Written request »
Reproduce exactly the lines from the one containing "Could you point out the sea horizon" through the end of the listing, minus the pictures.

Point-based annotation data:

• • • •

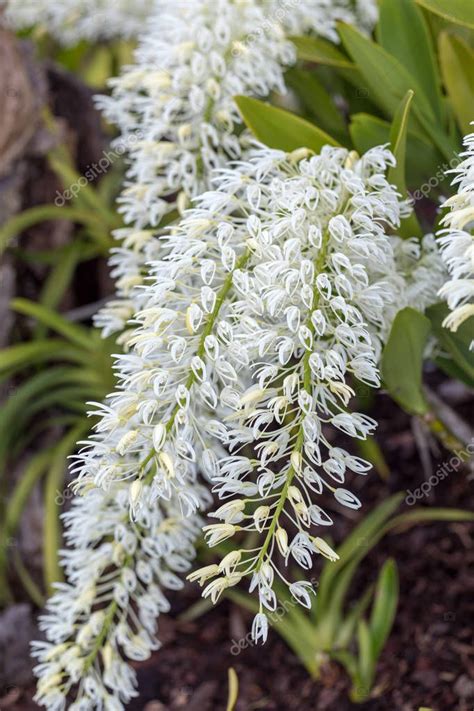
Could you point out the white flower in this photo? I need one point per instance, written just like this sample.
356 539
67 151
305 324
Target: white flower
457 242
71 21
107 610
320 16
308 310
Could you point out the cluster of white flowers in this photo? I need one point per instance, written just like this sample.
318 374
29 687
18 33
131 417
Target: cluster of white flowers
177 104
457 242
320 16
269 300
117 570
309 311
71 21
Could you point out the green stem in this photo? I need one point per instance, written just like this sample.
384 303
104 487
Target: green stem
319 266
200 352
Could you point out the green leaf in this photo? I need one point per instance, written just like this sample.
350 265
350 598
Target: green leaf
461 12
281 129
24 354
53 489
365 664
60 277
384 607
76 334
402 360
316 100
396 175
320 51
233 689
457 66
403 32
355 546
422 158
388 82
455 343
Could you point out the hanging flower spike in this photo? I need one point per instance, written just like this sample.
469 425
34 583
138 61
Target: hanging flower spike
457 242
307 316
71 21
106 613
178 97
320 17
176 114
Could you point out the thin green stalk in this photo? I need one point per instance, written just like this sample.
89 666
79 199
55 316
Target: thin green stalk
201 350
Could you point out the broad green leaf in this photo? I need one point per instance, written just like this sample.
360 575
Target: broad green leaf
403 32
316 100
422 158
387 79
402 360
320 51
396 175
460 12
457 65
356 545
384 607
388 82
76 334
455 343
281 129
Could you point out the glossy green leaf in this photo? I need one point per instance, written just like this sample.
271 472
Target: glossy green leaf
388 82
387 79
402 360
24 354
384 607
356 545
396 175
281 129
460 12
316 100
457 65
455 343
366 663
403 32
321 51
422 158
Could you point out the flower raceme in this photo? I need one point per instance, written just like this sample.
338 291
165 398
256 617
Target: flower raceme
309 310
175 106
73 20
457 242
195 56
117 572
268 302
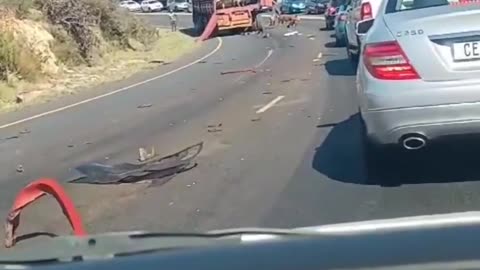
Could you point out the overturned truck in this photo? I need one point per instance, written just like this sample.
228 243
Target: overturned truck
210 16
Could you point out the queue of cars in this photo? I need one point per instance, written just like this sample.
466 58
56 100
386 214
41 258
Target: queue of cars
418 72
155 5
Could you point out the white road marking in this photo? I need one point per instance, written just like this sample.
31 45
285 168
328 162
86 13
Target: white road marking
270 104
270 52
220 43
160 14
303 17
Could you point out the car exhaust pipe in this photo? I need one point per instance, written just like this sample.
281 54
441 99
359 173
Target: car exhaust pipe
414 142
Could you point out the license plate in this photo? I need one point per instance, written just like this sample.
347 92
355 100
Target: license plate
466 51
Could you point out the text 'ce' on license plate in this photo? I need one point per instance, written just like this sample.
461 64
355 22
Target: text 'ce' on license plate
466 51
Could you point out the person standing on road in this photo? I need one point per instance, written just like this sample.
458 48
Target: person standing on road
173 20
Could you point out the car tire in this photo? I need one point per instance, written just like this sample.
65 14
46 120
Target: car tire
353 57
339 42
374 157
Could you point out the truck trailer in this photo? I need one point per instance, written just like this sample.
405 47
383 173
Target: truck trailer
210 16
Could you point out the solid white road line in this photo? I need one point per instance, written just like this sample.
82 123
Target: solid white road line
270 104
220 43
303 17
264 59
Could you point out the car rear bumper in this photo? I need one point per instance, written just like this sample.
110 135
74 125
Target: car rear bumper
433 122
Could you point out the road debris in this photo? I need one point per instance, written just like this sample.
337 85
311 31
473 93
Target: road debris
12 137
214 130
216 125
238 71
154 169
143 106
291 33
158 62
143 155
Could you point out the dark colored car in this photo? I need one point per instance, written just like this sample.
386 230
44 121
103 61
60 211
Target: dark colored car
316 6
331 13
293 6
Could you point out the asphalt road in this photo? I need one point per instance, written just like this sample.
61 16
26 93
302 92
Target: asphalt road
296 163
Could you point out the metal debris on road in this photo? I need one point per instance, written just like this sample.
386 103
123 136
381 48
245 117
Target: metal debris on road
214 130
12 137
291 33
154 169
214 126
147 105
157 62
143 155
238 71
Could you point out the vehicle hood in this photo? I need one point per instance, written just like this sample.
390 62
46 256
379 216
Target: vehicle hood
105 246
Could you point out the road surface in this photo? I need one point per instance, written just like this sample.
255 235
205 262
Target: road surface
289 152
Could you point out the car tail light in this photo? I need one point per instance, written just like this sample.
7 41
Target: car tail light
366 11
332 10
387 61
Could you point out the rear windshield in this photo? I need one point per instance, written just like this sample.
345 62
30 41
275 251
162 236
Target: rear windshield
402 5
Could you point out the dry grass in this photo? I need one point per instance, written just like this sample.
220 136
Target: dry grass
117 65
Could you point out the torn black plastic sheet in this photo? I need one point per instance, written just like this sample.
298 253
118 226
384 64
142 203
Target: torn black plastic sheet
158 170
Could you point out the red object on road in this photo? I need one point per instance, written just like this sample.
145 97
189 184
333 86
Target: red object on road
209 29
34 191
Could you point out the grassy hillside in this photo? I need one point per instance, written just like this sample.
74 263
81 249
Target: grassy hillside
53 47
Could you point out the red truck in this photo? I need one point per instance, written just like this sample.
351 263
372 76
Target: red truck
219 15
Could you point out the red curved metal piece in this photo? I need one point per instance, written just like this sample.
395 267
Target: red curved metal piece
34 191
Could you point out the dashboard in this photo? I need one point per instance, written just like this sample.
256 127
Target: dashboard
451 247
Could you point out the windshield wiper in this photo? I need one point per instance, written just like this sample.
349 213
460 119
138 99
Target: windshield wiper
106 246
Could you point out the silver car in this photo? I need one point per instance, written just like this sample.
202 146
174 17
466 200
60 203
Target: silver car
418 78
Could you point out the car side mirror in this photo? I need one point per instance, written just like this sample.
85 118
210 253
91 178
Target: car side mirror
364 26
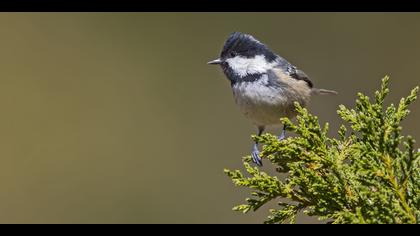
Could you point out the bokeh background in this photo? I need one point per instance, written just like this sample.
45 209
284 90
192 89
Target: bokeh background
117 118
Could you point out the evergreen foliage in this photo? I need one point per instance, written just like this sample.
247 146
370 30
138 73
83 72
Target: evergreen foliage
369 174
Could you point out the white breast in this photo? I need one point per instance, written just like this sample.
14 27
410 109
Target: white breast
261 103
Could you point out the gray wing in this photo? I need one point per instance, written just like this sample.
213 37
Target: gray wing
294 72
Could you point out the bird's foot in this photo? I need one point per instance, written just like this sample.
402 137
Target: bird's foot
256 155
281 137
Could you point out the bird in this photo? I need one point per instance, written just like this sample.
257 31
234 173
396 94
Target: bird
265 85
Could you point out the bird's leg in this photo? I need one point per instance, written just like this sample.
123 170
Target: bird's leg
255 152
283 133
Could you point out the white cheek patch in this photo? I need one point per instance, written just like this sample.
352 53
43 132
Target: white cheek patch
244 66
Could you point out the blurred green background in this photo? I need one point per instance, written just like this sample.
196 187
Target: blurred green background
117 118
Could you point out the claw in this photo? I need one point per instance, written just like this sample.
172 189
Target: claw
256 155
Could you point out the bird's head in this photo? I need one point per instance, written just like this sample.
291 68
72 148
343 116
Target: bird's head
244 56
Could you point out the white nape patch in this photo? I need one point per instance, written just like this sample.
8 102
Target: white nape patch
243 66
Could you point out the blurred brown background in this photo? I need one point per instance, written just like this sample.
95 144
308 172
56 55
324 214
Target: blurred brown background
116 118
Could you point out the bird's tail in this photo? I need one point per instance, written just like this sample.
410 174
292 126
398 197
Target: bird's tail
318 91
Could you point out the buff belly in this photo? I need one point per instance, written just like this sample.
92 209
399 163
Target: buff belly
264 105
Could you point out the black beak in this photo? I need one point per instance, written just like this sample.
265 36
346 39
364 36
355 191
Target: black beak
218 61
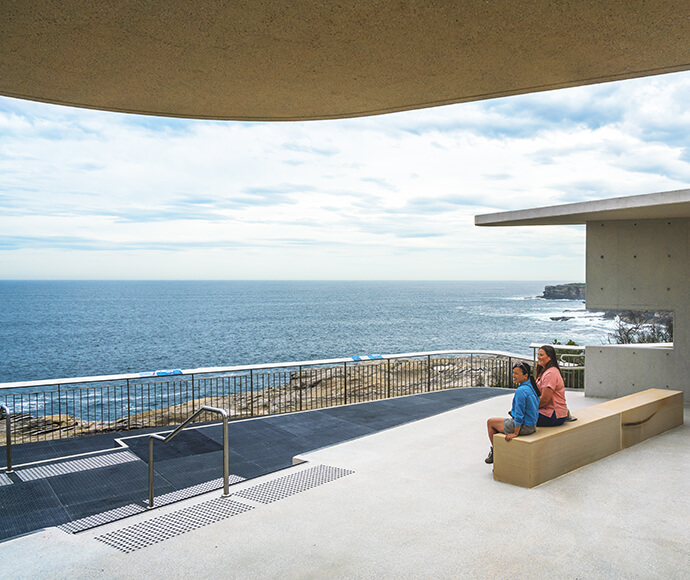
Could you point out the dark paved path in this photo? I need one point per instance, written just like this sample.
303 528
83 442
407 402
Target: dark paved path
257 446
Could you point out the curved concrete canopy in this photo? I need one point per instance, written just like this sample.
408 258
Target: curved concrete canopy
310 59
667 204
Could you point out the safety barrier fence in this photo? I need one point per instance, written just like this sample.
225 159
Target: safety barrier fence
54 409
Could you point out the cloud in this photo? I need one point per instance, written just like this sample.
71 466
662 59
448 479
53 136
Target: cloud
389 196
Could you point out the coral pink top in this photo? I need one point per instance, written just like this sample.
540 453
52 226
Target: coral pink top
552 379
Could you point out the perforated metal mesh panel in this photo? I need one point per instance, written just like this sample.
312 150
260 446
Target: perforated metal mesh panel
173 524
293 483
74 465
188 492
102 518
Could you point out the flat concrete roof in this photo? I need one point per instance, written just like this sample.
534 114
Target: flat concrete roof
667 204
310 59
419 502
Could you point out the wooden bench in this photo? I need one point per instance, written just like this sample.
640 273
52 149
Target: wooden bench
599 431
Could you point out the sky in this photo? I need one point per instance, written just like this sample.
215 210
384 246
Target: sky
93 195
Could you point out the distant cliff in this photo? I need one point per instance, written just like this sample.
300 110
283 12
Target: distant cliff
574 291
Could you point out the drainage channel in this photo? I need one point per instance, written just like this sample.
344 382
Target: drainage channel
161 528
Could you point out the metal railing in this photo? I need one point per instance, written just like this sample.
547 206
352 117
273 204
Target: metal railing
54 409
226 461
571 360
5 414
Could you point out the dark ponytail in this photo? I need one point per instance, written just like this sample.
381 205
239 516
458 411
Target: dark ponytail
526 369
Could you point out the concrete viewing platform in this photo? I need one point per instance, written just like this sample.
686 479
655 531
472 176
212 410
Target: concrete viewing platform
409 501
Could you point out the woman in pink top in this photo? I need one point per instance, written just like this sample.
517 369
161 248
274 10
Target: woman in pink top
553 409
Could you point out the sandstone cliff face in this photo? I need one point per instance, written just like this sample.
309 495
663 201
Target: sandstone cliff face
575 291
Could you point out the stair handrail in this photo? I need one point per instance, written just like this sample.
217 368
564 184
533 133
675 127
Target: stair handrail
5 413
226 463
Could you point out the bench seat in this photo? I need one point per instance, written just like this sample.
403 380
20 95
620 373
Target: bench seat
599 431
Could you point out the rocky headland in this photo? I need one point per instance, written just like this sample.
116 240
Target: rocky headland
577 291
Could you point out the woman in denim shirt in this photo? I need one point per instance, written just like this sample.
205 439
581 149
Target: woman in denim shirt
524 413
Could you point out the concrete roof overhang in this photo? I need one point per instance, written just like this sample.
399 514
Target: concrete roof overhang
310 59
668 204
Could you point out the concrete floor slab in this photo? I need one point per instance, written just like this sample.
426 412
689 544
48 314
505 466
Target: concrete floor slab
421 503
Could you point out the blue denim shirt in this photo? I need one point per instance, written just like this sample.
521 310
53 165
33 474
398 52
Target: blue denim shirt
525 409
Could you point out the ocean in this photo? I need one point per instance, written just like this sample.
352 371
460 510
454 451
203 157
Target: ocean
59 329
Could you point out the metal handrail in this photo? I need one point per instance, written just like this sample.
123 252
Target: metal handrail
4 411
226 462
176 373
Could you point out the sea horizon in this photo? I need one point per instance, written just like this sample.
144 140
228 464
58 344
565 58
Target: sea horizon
68 328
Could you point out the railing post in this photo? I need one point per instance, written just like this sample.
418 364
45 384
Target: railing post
251 393
129 411
428 373
193 396
226 458
8 435
151 472
300 387
388 380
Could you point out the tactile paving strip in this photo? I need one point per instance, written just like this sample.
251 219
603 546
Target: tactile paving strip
84 464
103 518
173 524
293 483
198 489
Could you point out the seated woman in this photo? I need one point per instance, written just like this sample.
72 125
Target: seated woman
523 415
553 409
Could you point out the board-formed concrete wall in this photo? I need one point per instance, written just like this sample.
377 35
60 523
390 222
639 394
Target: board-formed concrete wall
639 265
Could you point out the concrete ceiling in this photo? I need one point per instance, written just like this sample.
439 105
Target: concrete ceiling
308 59
664 205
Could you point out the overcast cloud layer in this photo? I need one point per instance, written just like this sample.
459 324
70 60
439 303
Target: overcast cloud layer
93 195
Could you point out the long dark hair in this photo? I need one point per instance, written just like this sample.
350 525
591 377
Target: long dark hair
525 368
553 360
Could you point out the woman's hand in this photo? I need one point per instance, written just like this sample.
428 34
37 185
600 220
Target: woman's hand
515 433
546 395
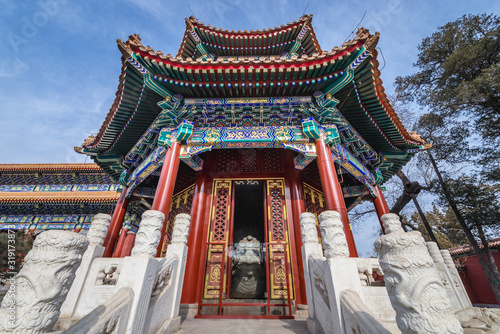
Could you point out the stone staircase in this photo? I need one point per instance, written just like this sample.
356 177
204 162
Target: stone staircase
243 326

• • • •

Task answer »
Could you point out the sea horizon in this photo? I need one point per instance, written just like this sample.
144 140
228 464
58 344
565 58
Target: sea horizon
68 328
Could you point out the railing post in this photo? I need one point per instance, written just like this sample.
418 364
45 384
Target: railing post
251 393
129 411
428 373
193 396
226 458
8 435
151 472
300 387
388 380
Could you point out the tactile paving strip in this photo? I need one point per instance, written just like this sample.
251 219
603 546
Target: tactile paving strip
84 464
103 518
173 524
293 483
198 489
Could you point out the seated woman in this photo? I need one point per instance, written just like this sample.
72 125
Target: seated woman
523 415
553 409
Could you point out the board-formed concrete wall in this photo? I need one point per instance, written just like this sample.
377 35
60 523
390 222
639 394
Target: board-formed concrete wall
639 265
Could you point out the concrete ceiling in this photo? I need one point per instance, written just like this sample.
439 105
Target: concrete ceiling
308 59
664 205
Could you point out the overcast cloud layer in this photo? I need one point per instance, written just like this sample.
459 324
70 60
439 303
Target: overcast cloud layer
93 195
Could you point out the long dark hair in this photo? I need one point per instance, written just like this sample.
350 525
591 377
Target: long dark hair
525 368
553 360
Could you point out the woman's hand in this photo? I need one point per instance, written just like this sample.
428 34
37 185
600 220
Target: woman's hand
515 433
546 395
Could you point out the stone staircase in this photo? I need one point per instance, written just like this sample.
356 177
204 162
Target: stone staircase
243 326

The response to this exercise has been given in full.